PAGE TEXT Block Start
Have you been to a dicot who diagnosed you? By "glandular fever" are you referring to mononucleosis (http://en.wikipedia.org/wiki/Infectious_mononucleosis)? I use to live in the UK and seem to recall people calling what i've always known as mononucleosis as glandular fever, I never heard the expression before then...
Anyway I had "mononucleosis" in college and was actively exercising before and during according to my doctors advice. "Mono" is a viral disease caused by a virus not exercise. The wikipedia entry I linked to describes it somewhat. This is just my layperson paraphrase of what my doctor told me when I had "mono" aka "glandular fever". It is caused by a virus and is passed along as a virus--one of my friends caught it from me and sadly he ended up dropping out of college as it effected him more! You wouldn't get it from exercise unless maybe you were already exposed to the virus (it does seem to have a fairly long incubation period). I was not ordered to stop exercise after I was diagnosed by a lab test. I was told to avoid contact sports and other activities that might risk rupturing the spleen (a swollen spleen is a symptom). I was in a swimming PE class, and my doctors note just said I could not dive and was to rest if I needed and stay home if "too tired". My friend, on the other hand, was put on bed rest. We actually both went to the same doctor (student health center) and the advice was so different based on our different reactions to the virus. So it can vary how much it effects you so it is always a good idea to consult a doctor about your specifics.
PAGE TEXT Block End
SOURCE MATERIAL Block Start
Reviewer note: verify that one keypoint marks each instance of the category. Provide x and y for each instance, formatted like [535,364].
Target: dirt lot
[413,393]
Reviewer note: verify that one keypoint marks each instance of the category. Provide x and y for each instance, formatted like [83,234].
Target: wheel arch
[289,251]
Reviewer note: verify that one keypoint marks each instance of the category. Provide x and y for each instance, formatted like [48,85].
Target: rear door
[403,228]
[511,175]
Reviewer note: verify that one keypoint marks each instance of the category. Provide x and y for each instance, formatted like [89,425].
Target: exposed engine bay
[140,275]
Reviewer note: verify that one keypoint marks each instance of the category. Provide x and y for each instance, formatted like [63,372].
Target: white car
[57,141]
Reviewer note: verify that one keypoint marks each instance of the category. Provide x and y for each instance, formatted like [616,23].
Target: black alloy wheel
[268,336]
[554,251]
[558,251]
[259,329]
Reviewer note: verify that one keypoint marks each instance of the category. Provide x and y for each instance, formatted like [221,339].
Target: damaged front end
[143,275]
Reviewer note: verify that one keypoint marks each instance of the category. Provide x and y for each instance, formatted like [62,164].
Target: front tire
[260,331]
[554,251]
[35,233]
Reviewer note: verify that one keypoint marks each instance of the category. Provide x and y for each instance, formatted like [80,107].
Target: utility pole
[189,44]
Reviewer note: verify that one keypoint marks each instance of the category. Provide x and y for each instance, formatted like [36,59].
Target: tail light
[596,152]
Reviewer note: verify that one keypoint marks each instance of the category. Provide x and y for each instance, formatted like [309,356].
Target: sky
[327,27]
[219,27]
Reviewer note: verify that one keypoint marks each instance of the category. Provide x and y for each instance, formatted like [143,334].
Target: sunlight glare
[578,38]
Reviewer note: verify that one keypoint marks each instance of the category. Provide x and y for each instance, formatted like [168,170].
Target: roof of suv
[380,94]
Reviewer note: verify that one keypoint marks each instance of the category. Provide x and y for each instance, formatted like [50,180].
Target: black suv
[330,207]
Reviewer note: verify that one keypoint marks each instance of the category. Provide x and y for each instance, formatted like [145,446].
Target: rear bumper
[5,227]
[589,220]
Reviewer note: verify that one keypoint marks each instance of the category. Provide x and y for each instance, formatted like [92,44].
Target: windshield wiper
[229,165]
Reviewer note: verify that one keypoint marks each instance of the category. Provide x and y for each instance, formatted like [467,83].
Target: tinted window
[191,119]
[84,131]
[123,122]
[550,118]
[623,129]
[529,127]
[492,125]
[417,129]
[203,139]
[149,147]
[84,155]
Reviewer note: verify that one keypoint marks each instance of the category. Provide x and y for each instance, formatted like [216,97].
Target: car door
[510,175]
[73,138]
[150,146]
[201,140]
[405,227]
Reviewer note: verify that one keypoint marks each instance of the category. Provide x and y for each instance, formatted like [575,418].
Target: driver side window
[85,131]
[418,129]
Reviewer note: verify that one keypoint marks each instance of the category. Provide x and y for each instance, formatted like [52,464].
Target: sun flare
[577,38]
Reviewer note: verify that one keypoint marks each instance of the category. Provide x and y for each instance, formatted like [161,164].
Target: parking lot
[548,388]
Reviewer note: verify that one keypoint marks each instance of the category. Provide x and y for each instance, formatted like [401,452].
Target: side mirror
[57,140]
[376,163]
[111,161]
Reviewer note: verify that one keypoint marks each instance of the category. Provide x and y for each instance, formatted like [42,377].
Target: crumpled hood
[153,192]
SOURCE MATERIAL Block End
_ACTIVITY_
According to the post about glandular fever, what was the writer told to avoid after being diagnosed?

_WRITTEN RESPONSE_
Contact sports and other activities that might risk rupturing the spleen.